Set down, word for word, the stretch of the passage on meeting minutes from "Usually they are" through "require any confirmation.".

_EXCERPT_.
****************************************

Usually they are written up after the termination of the meeting, often from
rough notes taken by the person who is to draft them and then are placed before
the next meeting for what is generally known as "confirmation",
though they are placed for verification and not for confirmation.
Indeed,
there is no question of any confirmation at the next meeting of a decision
already taken, for, a decision once taken does not require any confirmation.
Accordingly, when minutes of a meeting are placed before the next meeting only
thing that can be done is to see whether the decision taken at the earlier
meeting has been properly recorded or not. The accuracy of the minutes and not
the validity of the decision is, therefore, before the meeting. Once a decision
is duly taken it can only be changed by a substantive resolution properly
adopted for such a change. When, therefore, a decision is taken and is minuted
and such minutes are signed by the Chairman they become prima facie evidence of
what took place at the meeting. In the case of company meetings, every meeting
of directors or managers in respect of whose proceedings minutes have been so
made is deemed to have been properly held and convened and all proceedings had
there to have been duly had and all appointments of directors, managers or
liquidators are deemed to be valid unless the contrary is proved. (cf. Halsbury's
Laws of England, 3rd Edn. vol. 6, p. 318). This is the position when minutes have
been signed by the Chairman. After such signature they cannot be altered. But
before the minutes are signed they can be altered if found to be inaccurate or
not in accord with what was actually decided. If that were not to be so, it
would result in great hardship and inconvenience, for, however, inaccurate they
are, they cannot be altered to bring them in conformity with the actual
decision. [of. Talbot, W.F., Company Meetings, (1951 ed. P.82).

****************************************

_EXTRACTED ENTRIES_.

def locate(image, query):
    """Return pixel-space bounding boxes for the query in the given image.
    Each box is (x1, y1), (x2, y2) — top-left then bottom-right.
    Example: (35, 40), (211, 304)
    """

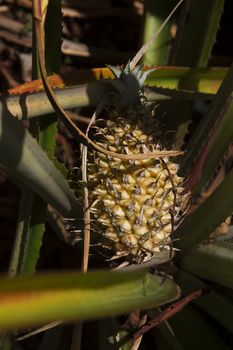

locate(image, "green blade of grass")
(176, 270), (233, 334)
(0, 104), (79, 217)
(179, 243), (233, 289)
(181, 65), (233, 183)
(0, 271), (179, 330)
(174, 167), (233, 260)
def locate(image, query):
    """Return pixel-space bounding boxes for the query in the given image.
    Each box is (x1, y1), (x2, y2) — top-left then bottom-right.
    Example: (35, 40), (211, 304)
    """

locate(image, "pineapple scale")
(88, 105), (187, 262)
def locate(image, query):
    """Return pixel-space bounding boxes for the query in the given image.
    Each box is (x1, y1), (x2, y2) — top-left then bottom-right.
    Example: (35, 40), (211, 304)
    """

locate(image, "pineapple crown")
(107, 61), (155, 108)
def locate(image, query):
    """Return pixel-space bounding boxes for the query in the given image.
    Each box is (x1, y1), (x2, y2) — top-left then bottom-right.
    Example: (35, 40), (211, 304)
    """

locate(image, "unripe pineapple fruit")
(88, 68), (187, 263)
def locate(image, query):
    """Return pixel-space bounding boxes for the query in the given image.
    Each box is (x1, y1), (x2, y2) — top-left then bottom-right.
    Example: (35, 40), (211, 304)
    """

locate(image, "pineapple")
(85, 64), (187, 263)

****************************************

_RESPONSE_.
Usually they are written up after the termination of the meeting, often from
rough notes taken by the person who is to draft them and then are placed before
the next meeting for what is generally known as "confirmation",
though they are placed for verification and not for confirmation.
Indeed,
there is no question of any confirmation at the next meeting of a decision
already taken, for, a decision once taken does not require any confirmation.